> MATERIAL PROVIDED:
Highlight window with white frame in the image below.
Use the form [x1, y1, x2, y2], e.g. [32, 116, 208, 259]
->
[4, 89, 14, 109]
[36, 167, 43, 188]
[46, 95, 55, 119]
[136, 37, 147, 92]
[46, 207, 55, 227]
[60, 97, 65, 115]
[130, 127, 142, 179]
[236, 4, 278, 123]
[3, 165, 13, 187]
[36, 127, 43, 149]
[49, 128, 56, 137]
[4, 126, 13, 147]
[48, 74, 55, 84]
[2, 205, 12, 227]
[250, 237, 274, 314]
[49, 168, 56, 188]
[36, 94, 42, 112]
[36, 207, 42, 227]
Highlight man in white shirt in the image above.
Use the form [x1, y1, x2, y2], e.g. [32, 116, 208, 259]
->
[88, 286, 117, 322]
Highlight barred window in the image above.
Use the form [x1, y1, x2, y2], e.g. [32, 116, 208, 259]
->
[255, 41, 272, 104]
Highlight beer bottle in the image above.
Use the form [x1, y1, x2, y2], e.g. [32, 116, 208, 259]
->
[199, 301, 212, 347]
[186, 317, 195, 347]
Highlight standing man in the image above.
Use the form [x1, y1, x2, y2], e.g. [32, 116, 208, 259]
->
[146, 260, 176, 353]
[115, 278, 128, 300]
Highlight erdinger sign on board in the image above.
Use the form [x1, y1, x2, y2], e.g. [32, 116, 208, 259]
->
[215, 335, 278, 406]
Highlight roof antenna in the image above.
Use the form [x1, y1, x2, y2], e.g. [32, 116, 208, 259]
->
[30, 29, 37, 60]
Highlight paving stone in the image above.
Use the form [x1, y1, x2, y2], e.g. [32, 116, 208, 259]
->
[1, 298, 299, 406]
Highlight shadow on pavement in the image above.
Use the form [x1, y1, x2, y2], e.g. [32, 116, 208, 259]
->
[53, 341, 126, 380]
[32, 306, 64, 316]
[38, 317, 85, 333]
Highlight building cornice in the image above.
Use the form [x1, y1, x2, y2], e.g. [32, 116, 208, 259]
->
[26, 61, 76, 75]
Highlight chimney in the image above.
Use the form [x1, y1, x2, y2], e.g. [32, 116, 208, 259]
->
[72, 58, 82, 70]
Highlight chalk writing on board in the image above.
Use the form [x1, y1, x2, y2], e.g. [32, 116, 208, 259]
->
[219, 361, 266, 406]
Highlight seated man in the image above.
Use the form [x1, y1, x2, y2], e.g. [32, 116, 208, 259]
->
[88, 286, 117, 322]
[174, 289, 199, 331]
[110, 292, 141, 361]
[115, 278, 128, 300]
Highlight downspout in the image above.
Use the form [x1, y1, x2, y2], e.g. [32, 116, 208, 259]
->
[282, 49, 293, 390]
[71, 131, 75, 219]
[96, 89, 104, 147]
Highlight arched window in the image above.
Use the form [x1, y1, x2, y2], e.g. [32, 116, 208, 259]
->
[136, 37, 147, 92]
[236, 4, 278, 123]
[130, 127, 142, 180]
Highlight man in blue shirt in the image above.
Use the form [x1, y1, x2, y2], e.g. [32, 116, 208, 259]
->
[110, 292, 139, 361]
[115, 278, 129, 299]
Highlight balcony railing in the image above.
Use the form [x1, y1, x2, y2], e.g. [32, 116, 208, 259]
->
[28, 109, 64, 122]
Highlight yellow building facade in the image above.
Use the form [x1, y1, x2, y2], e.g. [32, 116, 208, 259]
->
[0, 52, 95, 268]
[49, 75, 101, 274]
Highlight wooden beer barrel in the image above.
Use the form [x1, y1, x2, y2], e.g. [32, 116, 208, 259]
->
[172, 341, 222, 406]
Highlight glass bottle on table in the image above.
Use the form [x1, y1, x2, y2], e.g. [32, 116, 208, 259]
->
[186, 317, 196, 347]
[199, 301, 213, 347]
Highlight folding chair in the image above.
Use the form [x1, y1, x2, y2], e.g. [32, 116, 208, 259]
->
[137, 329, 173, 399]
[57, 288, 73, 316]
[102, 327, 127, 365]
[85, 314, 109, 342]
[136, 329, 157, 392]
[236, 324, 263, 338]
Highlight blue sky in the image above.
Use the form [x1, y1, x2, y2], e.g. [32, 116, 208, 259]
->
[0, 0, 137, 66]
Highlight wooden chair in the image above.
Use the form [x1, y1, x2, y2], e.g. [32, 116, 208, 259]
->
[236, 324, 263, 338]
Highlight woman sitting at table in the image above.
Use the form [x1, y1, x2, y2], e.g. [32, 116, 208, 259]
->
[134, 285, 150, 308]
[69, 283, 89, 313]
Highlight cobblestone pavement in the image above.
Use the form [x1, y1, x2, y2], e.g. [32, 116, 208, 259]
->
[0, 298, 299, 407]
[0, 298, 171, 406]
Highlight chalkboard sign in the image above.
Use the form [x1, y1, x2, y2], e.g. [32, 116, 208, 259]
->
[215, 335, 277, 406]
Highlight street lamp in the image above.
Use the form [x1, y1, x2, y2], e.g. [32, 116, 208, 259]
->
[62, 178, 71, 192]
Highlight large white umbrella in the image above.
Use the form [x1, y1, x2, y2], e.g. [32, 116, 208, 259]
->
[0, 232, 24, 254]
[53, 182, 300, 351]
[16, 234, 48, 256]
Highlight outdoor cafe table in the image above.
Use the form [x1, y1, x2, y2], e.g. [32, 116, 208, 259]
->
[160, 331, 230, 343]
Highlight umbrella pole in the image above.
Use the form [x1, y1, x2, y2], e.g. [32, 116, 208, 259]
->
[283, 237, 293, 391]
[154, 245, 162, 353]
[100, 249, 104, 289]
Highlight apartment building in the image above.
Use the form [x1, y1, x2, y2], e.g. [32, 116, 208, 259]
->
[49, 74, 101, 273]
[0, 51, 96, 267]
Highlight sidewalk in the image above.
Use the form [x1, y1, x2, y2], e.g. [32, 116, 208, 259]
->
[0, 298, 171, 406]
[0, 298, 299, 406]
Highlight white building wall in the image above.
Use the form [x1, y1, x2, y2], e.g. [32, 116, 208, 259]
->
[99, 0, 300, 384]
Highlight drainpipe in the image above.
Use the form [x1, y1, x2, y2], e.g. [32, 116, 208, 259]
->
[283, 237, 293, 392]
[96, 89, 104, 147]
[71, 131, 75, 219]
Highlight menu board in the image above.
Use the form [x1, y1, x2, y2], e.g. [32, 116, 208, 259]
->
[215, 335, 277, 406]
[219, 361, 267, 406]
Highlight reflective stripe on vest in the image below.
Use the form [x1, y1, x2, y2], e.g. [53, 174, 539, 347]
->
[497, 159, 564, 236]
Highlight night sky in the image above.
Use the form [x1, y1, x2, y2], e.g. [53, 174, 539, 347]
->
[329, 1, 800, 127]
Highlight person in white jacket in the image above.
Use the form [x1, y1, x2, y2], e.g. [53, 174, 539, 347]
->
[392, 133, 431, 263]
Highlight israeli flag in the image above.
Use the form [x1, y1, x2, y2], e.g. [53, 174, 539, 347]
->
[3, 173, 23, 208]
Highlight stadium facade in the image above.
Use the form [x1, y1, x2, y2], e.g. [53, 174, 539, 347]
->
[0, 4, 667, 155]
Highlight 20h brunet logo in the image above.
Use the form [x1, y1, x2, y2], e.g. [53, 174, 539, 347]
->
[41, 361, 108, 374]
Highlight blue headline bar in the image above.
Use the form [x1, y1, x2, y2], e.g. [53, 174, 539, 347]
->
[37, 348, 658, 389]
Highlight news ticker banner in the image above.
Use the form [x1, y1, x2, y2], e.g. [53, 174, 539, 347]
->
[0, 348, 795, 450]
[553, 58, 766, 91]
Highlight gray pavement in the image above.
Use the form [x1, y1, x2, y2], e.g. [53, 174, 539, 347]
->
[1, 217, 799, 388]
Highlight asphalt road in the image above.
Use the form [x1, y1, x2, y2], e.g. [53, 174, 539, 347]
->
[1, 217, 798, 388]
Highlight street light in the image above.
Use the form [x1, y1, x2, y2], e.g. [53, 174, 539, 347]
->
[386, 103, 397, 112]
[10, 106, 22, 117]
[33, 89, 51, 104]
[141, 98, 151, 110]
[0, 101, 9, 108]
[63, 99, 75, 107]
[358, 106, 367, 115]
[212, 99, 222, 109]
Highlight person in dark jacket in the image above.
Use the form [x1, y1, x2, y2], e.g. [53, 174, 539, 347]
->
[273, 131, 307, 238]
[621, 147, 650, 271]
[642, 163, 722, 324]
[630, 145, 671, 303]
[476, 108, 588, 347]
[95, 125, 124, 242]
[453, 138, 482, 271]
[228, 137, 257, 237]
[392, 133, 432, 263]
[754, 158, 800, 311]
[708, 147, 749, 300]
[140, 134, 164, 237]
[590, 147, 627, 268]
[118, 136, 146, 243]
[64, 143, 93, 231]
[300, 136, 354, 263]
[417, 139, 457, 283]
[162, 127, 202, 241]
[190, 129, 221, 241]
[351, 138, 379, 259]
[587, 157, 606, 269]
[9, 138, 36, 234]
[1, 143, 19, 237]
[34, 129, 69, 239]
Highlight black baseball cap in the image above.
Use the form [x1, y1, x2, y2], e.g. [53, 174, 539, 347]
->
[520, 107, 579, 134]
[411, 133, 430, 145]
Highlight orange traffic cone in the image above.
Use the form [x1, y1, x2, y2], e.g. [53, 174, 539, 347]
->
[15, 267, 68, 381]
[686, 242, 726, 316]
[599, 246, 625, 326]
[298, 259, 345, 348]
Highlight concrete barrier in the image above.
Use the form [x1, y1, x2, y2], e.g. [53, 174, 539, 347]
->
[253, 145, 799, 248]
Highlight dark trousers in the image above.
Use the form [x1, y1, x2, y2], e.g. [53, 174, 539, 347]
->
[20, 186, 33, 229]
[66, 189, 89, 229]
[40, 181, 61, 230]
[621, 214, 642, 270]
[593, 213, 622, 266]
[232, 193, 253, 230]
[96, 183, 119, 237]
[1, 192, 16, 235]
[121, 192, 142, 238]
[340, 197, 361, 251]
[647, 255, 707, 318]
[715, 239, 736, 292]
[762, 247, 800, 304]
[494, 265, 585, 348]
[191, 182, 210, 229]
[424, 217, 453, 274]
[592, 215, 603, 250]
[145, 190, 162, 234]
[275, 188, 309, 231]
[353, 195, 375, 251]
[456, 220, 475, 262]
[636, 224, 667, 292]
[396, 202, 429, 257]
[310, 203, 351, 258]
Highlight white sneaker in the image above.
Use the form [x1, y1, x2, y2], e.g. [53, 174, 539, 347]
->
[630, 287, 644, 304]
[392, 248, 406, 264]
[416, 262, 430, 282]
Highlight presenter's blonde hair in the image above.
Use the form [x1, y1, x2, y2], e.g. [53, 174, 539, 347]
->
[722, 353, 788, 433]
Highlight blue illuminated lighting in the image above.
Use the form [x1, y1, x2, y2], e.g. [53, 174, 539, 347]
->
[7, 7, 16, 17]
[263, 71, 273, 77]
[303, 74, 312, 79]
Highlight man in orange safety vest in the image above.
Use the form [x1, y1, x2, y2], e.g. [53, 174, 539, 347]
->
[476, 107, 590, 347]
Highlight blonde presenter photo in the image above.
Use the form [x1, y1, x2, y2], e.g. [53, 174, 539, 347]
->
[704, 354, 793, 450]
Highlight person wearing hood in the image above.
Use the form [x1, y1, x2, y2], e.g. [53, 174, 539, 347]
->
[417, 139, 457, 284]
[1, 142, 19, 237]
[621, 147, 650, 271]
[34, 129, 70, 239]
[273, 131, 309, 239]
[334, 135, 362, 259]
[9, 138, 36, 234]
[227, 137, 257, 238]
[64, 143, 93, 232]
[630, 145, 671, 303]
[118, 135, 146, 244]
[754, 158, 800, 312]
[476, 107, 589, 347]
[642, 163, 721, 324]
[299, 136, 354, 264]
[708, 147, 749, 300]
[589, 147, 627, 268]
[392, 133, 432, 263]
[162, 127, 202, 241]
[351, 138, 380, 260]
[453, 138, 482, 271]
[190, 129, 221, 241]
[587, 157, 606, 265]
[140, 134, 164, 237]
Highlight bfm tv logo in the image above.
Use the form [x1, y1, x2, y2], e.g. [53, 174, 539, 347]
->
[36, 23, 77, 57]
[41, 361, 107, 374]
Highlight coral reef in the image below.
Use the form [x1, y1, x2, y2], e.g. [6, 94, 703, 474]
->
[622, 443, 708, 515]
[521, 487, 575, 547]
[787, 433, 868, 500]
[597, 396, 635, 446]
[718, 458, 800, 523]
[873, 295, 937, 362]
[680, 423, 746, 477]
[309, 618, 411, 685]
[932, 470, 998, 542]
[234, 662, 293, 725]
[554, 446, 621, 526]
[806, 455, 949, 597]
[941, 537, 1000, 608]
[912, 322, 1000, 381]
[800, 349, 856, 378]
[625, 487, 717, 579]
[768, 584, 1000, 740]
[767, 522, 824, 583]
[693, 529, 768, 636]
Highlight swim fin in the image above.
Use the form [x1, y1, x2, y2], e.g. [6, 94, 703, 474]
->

> YOUR OBJECTIVE: Search the material for lines holding the word "sign", then say how many there are and nothing more.

> EXERCISE ANSWER: 2